[[ PASSAGE open ]]
Monday, March 14, 2011

Just us...

It's hard to believe it's the middle of March. Deadlines have come and gone, while we still sit idle in the land of adoption. Life has given us its fair share of good and bad. Right now, we're at this place we can't seem to escape from. It's not a place either of us want to be in. We're trying to find the positive in it, but so far we haven't had any luck. We're patiently waiting for the light on the other side.

The void in our hearts has grown exponentially and we both desperately desire to begin the adoption process. After doing more research, we learned that international adoption is not an option for us due to a medical diagnosis. I could argue all the reasons it doesn't seem fair, but it won't do any good.
[[ PASSAGE closed ]]
[[ DATASET RECORDS open ]]
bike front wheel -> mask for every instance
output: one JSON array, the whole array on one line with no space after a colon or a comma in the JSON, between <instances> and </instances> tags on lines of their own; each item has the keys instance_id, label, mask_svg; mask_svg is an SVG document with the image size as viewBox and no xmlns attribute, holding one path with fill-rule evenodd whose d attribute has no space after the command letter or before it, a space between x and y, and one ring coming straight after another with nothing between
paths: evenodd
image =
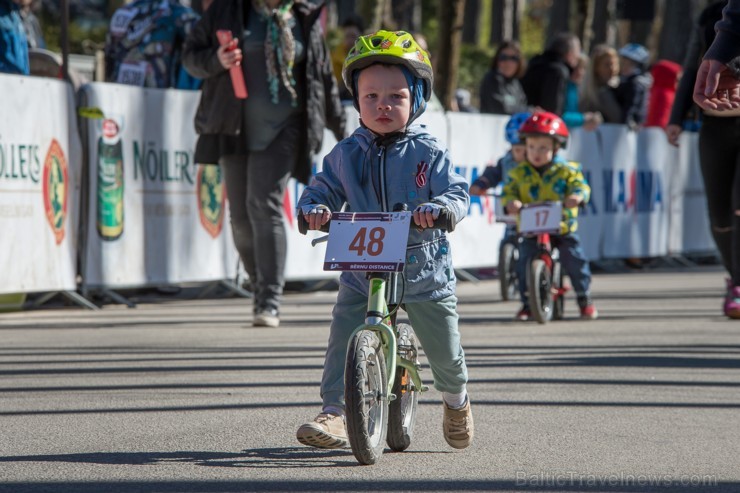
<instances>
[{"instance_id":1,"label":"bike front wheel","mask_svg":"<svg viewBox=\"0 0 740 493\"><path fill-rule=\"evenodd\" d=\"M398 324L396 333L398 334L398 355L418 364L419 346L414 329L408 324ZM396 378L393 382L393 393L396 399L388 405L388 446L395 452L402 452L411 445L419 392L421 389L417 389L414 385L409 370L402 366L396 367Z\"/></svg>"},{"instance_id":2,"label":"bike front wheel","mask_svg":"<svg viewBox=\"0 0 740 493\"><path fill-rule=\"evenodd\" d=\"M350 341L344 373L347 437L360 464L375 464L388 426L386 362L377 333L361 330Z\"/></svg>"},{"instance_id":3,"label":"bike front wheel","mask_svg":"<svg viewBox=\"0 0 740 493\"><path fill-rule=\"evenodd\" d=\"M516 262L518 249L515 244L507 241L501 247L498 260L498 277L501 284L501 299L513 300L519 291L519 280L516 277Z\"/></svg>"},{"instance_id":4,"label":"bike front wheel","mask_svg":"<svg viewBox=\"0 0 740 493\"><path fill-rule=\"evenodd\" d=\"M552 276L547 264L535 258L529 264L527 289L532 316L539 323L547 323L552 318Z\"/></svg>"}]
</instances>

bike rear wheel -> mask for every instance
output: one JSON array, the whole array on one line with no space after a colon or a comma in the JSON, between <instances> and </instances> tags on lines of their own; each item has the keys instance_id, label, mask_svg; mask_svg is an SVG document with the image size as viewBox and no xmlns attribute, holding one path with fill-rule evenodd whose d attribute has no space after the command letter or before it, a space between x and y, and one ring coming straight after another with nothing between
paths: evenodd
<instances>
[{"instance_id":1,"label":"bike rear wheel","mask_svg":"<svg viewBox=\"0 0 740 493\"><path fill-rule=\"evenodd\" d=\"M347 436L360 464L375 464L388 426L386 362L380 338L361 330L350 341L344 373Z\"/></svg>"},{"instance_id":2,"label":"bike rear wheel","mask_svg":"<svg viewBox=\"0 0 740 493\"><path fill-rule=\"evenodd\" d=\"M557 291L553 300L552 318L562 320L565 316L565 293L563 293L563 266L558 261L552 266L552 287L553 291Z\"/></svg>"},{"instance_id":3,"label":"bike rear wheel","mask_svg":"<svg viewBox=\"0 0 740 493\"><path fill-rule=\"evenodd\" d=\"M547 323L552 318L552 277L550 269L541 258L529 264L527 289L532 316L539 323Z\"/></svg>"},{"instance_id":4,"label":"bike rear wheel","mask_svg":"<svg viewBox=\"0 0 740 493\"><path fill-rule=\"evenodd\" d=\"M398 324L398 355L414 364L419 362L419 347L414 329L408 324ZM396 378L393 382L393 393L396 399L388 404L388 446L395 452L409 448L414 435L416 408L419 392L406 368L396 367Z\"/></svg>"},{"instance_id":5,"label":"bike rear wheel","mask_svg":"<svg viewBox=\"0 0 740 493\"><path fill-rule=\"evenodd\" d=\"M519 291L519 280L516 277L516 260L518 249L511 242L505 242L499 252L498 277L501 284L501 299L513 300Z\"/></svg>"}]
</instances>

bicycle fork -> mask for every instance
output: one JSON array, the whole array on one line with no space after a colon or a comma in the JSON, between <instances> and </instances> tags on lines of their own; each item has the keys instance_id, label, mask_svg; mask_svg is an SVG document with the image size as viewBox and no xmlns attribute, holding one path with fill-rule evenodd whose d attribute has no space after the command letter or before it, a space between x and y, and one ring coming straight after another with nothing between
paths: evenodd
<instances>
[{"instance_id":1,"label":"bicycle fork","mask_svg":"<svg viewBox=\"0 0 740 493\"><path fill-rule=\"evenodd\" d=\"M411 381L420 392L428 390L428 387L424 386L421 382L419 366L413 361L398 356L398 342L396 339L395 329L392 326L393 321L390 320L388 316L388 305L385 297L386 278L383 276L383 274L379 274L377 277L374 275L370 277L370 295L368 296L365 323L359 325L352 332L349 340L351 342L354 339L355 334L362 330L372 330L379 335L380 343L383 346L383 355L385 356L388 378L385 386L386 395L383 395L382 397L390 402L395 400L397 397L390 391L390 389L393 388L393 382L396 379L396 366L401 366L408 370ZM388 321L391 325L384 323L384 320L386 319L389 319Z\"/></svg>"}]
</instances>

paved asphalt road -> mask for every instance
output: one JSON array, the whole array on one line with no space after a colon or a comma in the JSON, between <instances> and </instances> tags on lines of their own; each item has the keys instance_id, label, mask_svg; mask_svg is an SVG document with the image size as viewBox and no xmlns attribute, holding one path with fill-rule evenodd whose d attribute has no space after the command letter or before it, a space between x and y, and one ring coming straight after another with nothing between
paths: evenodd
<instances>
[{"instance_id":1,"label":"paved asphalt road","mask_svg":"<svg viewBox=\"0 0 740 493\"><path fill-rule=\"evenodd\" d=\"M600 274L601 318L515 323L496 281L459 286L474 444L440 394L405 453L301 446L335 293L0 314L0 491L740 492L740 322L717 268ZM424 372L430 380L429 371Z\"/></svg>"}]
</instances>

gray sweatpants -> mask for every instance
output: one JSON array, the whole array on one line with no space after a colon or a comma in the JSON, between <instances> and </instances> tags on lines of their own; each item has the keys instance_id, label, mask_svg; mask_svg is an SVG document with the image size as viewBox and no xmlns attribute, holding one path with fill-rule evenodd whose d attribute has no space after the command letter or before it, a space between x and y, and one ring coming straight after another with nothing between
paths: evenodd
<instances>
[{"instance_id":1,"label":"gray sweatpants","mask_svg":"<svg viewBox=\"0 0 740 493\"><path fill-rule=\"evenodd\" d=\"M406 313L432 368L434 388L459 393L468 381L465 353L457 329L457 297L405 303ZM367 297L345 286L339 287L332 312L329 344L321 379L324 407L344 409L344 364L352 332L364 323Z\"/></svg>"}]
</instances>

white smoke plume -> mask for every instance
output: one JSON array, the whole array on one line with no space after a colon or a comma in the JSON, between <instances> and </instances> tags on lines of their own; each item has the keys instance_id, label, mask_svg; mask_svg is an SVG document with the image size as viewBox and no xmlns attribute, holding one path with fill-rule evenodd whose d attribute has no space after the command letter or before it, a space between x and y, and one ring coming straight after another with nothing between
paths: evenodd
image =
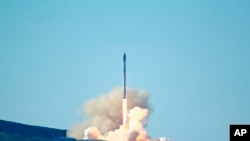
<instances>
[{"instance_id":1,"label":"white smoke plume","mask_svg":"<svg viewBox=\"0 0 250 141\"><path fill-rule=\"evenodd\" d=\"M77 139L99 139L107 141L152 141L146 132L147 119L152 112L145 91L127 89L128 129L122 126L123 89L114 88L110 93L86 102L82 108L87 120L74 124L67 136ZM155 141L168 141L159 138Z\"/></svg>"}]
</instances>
[[ DATASET RECORDS closed ]]
#### WORK ORDER A:
List every word in the adoption post that ends in "-ly."
#### WORK ORDER B:
Pick up the adoption post after its final sentence and keep writing it.
The material has nothing to do with the adoption post.

#### ANSWER A:
exponentially, desperately, patiently

#### ANSWER B:
Some days I wonder if we made the right choice. I voiced my concern to Kyle, and for the first time in a very long time, I cried. One of those soul wrenching cries that makes your heart feel a little less burdened. I questioned why we transferred the last two embryos to me instead of pushing forward with the surrogate. The money was our main issue then, but I think by now, we would be parents. The conversation returned to what it had been so many times before. Was the infertility drama coming back to haunt me? I thought I'd buried that nightmare already. I suppose this time of year is forever tainted. Exactly two years ago we were deep in the process of IVF. We talked in acronyms and scheduled our day around injections. Tax season just provides the opportunity to drag out the paperwork and pour over the memories.

I don't want to allow the emotions from the past to invade my mind again. I know that this phase will soon pass and we'll be able to move on. The negativity doesn't have a place in our lives. A weekend away we do the heart & soul some good. A time without worry where we can pour ourselves into the moment and celebrate us. And that's just what we plan to do.